GIVEN EXERCISE =>
Repeat exactly, and only, the lines from the one containing "Pest-scouting request: tag the mountain" through the end of the records.

------------------------------------------------

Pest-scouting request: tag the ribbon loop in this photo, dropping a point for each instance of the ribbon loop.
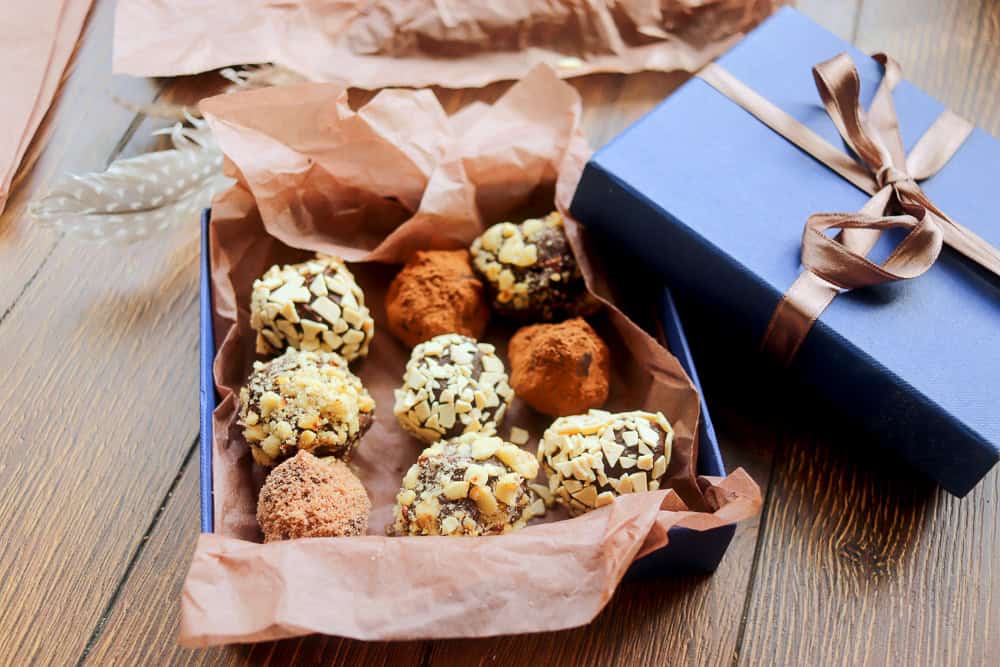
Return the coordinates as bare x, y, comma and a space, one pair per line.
839, 265
879, 167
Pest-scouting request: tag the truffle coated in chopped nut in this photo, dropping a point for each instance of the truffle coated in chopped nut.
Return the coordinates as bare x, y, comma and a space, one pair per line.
436, 293
303, 400
592, 458
475, 484
560, 369
452, 385
312, 306
311, 497
530, 270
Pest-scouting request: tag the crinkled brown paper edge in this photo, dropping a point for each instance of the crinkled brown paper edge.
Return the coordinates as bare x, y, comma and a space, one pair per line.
313, 174
451, 43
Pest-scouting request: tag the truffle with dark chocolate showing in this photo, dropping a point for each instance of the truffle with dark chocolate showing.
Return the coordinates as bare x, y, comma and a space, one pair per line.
475, 484
303, 401
437, 292
592, 458
530, 269
315, 305
452, 385
560, 369
311, 497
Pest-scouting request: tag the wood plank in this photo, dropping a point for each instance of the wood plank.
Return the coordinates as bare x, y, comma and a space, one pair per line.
79, 134
950, 49
130, 326
862, 561
612, 102
132, 634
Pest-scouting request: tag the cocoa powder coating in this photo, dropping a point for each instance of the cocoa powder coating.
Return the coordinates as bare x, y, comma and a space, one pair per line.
436, 293
560, 369
311, 497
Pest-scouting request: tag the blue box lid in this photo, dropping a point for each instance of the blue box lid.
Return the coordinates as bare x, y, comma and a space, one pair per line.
715, 201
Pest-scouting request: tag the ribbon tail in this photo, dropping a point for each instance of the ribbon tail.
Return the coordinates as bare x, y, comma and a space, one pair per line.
969, 244
795, 315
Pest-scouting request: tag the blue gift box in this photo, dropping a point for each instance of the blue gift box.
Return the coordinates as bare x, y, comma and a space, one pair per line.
688, 551
714, 202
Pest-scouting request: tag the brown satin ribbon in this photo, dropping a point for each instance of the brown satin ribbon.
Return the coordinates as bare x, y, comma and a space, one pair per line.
882, 170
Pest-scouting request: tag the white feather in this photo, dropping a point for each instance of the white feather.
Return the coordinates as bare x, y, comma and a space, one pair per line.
139, 197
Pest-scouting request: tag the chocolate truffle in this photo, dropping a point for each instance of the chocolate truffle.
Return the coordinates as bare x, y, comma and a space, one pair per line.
452, 385
530, 269
592, 458
475, 484
303, 400
560, 369
316, 305
310, 497
437, 292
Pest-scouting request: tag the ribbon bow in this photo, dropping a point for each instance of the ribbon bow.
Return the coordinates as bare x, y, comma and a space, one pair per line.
883, 170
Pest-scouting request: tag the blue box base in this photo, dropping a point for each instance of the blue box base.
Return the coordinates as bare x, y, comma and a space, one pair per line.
688, 552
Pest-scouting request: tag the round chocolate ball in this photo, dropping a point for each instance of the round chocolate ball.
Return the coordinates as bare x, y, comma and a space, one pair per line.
311, 497
303, 401
313, 306
592, 458
475, 484
530, 270
437, 292
452, 385
560, 369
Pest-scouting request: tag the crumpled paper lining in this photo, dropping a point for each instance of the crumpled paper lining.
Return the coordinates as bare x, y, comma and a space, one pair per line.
452, 43
374, 185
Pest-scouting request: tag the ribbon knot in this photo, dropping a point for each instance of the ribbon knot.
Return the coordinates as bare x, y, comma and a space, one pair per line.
841, 262
889, 175
882, 168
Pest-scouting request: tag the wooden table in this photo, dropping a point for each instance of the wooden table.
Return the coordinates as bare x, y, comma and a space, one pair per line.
853, 560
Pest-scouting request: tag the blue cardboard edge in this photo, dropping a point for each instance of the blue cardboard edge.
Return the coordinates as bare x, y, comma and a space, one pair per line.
688, 551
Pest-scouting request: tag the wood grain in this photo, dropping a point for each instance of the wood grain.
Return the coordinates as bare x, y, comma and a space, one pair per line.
854, 560
652, 609
950, 49
861, 561
133, 634
79, 134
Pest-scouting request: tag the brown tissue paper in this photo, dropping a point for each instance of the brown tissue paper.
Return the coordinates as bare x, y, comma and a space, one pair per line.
452, 43
373, 186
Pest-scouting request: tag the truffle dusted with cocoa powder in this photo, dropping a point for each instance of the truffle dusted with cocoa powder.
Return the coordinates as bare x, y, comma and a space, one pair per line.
311, 497
436, 293
475, 484
560, 369
452, 385
303, 400
315, 305
530, 270
592, 458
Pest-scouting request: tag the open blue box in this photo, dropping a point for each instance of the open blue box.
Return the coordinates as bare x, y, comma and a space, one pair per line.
688, 552
713, 202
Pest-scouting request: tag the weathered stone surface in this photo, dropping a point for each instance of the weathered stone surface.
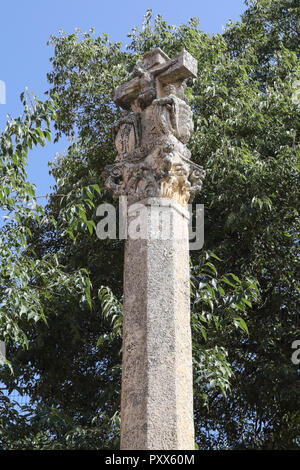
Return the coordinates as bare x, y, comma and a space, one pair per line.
157, 389
153, 168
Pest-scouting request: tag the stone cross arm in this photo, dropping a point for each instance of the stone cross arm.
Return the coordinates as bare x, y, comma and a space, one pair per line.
157, 65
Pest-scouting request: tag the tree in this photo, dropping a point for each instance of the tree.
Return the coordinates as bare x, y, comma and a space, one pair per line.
247, 138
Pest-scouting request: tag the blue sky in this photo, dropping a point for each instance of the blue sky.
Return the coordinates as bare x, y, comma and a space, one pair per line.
25, 27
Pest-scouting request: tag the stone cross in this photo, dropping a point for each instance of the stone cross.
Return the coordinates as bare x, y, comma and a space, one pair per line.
154, 171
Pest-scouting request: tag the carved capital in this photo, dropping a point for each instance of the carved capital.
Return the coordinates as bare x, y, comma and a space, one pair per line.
153, 160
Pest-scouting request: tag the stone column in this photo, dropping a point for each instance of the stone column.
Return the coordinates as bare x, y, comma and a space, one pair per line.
153, 169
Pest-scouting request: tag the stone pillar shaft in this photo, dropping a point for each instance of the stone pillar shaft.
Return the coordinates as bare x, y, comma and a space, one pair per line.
157, 389
153, 168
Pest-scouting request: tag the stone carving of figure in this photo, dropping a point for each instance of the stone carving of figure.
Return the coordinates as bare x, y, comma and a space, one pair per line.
173, 115
147, 86
127, 133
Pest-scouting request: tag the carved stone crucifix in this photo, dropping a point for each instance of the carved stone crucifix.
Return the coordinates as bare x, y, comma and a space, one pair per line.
153, 168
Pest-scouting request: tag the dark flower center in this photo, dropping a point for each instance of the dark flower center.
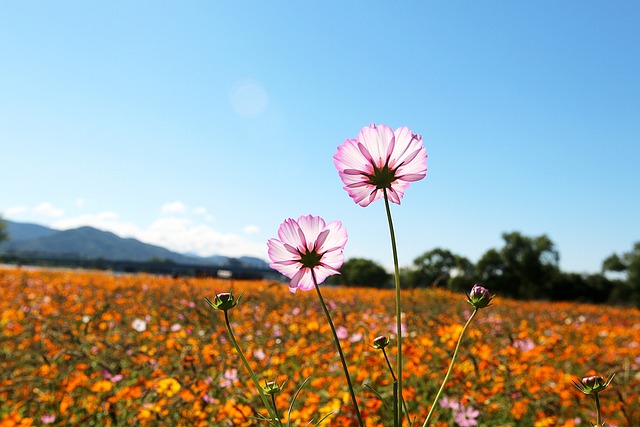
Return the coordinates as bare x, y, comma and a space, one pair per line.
310, 259
382, 178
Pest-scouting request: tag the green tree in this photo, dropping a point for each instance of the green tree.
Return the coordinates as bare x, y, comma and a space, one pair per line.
363, 272
441, 267
629, 265
525, 267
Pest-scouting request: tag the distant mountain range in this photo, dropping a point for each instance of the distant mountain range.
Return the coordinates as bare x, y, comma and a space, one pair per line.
90, 243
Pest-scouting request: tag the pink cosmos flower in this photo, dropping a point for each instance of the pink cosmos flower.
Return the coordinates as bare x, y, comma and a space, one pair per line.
305, 246
378, 160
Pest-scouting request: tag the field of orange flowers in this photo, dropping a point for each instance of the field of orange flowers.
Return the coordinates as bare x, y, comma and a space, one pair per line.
93, 348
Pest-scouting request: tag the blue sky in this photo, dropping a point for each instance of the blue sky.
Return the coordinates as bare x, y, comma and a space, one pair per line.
201, 126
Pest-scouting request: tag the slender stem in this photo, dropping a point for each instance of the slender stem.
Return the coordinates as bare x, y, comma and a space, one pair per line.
275, 407
395, 381
273, 415
337, 341
598, 414
446, 377
398, 420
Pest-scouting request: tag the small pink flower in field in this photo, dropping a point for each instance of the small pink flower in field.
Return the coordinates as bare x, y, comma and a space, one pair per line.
342, 332
466, 416
139, 325
447, 403
308, 247
48, 419
356, 337
229, 377
259, 354
379, 160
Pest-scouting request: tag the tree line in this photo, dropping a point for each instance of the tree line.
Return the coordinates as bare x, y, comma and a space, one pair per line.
524, 267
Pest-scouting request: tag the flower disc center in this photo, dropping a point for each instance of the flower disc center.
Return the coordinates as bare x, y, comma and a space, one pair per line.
382, 177
310, 259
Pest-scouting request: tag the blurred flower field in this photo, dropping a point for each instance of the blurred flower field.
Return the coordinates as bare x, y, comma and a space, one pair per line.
93, 348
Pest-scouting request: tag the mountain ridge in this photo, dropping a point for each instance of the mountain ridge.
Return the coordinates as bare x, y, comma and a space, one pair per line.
91, 243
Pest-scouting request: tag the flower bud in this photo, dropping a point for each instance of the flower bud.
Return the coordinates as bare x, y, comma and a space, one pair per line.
270, 388
479, 297
381, 342
224, 301
593, 384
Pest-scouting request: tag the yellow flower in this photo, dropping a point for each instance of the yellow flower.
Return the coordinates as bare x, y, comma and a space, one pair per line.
168, 387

------------------------------------------------

CORRECT OUTPUT =>
Pest-scouting request: tag the mountain ridge in this photo, dropping a point for each instance of the mountain ridge.
Return the coordinates as bare x, y, comma and a space, one pair per line.
91, 243
Pest-scouting request: tag the flower bud in this photo, dropping a point for each instance of the flower bud.
Return the coordinates as bare x, y, comma and a space, one pair per line.
270, 388
479, 297
381, 342
224, 301
593, 384
Pest-scouting request: tag the yellow flower in this photo, dropping a point for each instance of the yellow flower.
Return the coordinates as bare x, y, comma and a space, one pair per line.
168, 387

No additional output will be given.